▶ PROBLEM DESCRIPTION
Copy the lines below word for word, leaving out the pictures.

▶ RECORDS FOR THIS TASK
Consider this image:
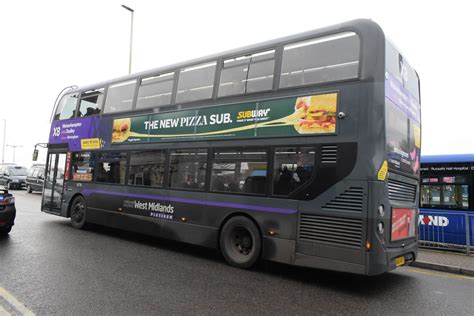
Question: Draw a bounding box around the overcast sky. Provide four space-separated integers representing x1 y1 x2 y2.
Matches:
0 0 474 166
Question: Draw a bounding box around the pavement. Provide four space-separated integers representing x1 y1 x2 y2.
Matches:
411 249 474 276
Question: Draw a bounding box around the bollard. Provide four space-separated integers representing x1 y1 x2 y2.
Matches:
465 214 471 256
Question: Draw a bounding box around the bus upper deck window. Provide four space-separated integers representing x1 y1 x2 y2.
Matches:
104 80 137 113
54 93 78 121
280 32 360 88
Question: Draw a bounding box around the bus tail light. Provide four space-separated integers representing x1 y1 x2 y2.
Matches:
377 204 385 217
377 222 385 235
391 208 416 241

▶ WORKED ANSWER
Consider this image:
Question: Draw a bounding box around the overcast sky. Provide four space-separated integers representing x1 y1 x2 y2.
Matches:
0 0 474 166
Question: Draw a bounding box around the pavement. Provide four space-separated integers representing x1 y1 x2 y2.
Matches:
411 249 474 276
Question: Draw a bounding box around the bollard. Provide four space-separated integers representing x1 y1 x2 y2.
Matches:
465 214 471 256
Question: Draw a bounding box around the bus upper deck window. Provide four space-separated integers representing x1 y1 x2 y2.
Matches:
104 80 137 113
54 93 78 121
280 32 360 88
Question: Draw a bounding box around the bus tail light. Provide four space-separated integers representing x1 y1 x2 y2.
Matches:
377 204 385 217
377 222 385 235
391 208 416 241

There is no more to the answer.